Гордей Семенович Саблуков или «Гордей бабай», так называли его татары - мусульмане, своим ученым богажем изумлял как студентов академии, так и ученых из числа татар. Н.Н.Писарев писал: «Последние называли Гордей-бабая, за ученость праведную жизнь, мучтагидом - усиливающийся, борящийся за веру против неверных, законоведец, стремящийся растолковать трудные вопросы религии, и таза – чистый, праведный человек»[443].
Его перу принадлежит один из подстрочных переводов Корана.(1878 Казань) В его переводе Коран на русском языке в печатном виде был издан в россии впервые. В 1879 г. вышел его анотированный указатель к Корану «Приложения к переводу Корана».
Труд Г.С. Саблукова «Сличение мухамеданского учения об именах божьих с христианским о них учением» (Казань, 1873) не только обратило на себя внимание местных мусульман, но даже произвело сенсацию в Константинополе, и вызвало разные легендарные рассказы об авторе сочинения.
Г.С.Саблуков был очень деятельным профессором. Часто посещал Центраьную крещено-татарскую школу, мусульманские медресе, где разговаривал с мударисами и шакирдами, ездил по татарским деревням. «Кабинет его был аудиторией миссионеров, которые посещали его и своего рода просветительно-миссионерским центром», - отмечал Н.Н.Писарев[444].
Как мы уже писали, изменение стилей миссионерской деятельности было вызвано к жизни массовым отходом крещёных инородцев в ислам или в язычество. Поэтому власти вновь обратили свое внимание на перевод богослужебных книг. Пятого февраля 1847 года обер-прокурор граф Протасов поручает Казанской духовной академии заняться переводами на татарский язык богослужебных книг "с тем, чтобы можно было учредить православное на сём языке богослужение для татар, принявших православную веру ".
Таким образом, в конце сороковых годов XIX века был взят новый курс на организацию переводов богослужебных книг с русского на татарский язык. Этот период П. Знаменский назвал "казимбековским периодом христианизации татар". В августе 1847 года была создана рабочая группа под руководством ректора Казанской духовной академии архимандрита Григория (который не знал татарского языка и давал советы только с богословской стороны) и профессоров А.К. Казимбека, Н.И. Ильминского, Г.С. Саблукова. За короткий срок были переведены : "Литургия Иоанна Златоуста с чином обедницы" (Казань 1850), "Часослов" (Казань 1852), "Четыре Евангелия" (Спб.1855), "Деяния посланий Апостольских" (Спб.1860), "Пространный Катехизес" (Спб.1862), "Псалтырь" (1868).[445] За заслуги в деле христианизации татар Поволжья 24 марта 1855 года профессор Казимбек был награждён орденом св. Станислава первой степени.[446]
Эти книги стали основными учебными пособиями во всех миссионерских учебных завдениях страны до начала ХХ века, но понятны они были только узкому кругу образованных татар. Дело в том, что данные книги были напечатаны арабским шрифтом. Миссионеры - русификаторы узрели в этом факте большую опасность. Крящнггый татарин умеющий читать и писать на арабском шрифте, мог попасть под влияние татаро-мусульманской культуры, и идеологии. Тогда процессы акультурации кряшен были бы более проблематичны.

= Набор данных =

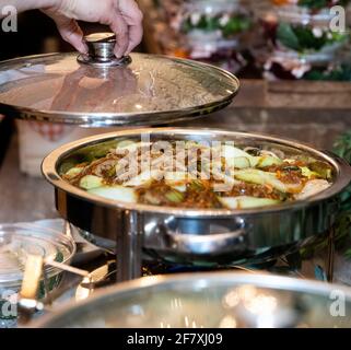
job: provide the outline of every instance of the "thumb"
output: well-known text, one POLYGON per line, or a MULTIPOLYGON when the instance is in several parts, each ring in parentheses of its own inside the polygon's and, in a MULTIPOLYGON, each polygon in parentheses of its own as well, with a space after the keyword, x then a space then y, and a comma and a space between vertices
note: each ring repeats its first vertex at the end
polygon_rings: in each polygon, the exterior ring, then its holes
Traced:
POLYGON ((71 44, 78 51, 82 54, 87 52, 87 47, 83 43, 83 32, 75 20, 68 19, 61 14, 50 13, 48 11, 45 11, 45 13, 55 21, 63 40, 71 44))

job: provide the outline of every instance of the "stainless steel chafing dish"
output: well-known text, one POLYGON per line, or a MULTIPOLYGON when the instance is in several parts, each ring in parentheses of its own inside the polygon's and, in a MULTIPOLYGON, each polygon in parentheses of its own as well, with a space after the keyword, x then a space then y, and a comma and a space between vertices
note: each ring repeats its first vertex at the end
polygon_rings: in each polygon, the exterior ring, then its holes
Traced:
MULTIPOLYGON (((105 148, 106 149, 106 148, 105 148)), ((113 132, 66 144, 43 163, 45 177, 55 186, 60 214, 86 232, 95 244, 117 253, 118 278, 140 276, 141 252, 178 264, 262 261, 294 252, 326 233, 338 212, 338 195, 350 183, 350 166, 341 159, 293 141, 272 137, 199 129, 139 129, 113 132), (332 185, 316 196, 294 202, 248 210, 196 210, 128 205, 93 196, 61 178, 84 154, 114 142, 140 140, 231 140, 236 145, 305 154, 332 167, 332 185), (115 249, 116 247, 116 249, 115 249)))
POLYGON ((212 272, 125 282, 28 326, 350 328, 350 313, 351 294, 344 287, 269 275, 212 272))

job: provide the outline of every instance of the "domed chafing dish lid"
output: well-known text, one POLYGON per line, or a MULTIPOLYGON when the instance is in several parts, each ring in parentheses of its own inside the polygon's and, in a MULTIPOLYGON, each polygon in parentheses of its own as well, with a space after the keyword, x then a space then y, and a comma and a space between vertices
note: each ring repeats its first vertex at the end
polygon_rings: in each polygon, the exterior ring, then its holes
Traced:
POLYGON ((132 54, 115 37, 85 37, 89 54, 24 57, 0 65, 0 113, 92 127, 162 125, 224 108, 238 80, 212 66, 132 54))

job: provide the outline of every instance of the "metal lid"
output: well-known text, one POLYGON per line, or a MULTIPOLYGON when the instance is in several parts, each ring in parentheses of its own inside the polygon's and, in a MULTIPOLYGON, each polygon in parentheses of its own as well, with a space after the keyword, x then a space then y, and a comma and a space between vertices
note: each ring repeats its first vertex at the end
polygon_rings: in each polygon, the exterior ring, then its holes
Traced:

= Задание A =
Согласуются ли с исходным текстом утверждения (i), (ii) и (iii)? Для каждого ответьте «да» или «нет» и приведите точную решающую цитату из текста.
(i) Поручение заняться переводами богослужебных книг на татарский язык Казанская духовная академия получила от обер-прокурора графа Протасова.
(ii) Архимандрит Григорий, руководивший рабочей группой, знал татарский язык.
(iii) Профессор Казимбек был награждён орденом св. Станислава первой степени в 1855 году.
= Задание B =
Каким шрифтом, согласно исходному тексту, были напечатаны переведённые на татарский язык богослужебные книги?

= Результат задания A =
(i) Да: «Пятого февраля 1847 года обер-прокурор граф Протасов поручает Казанской духовной академии заняться переводами на татарский язык богослужебных книг».
(ii) Нет: «который не знал татарского языка и давал советы только с богословской стороны».
(iii) Да: «24 марта 1855 года профессор Казимбек был награждён орденом св. Станислава первой степени».

= Результат задания B =
Арабским шрифтом.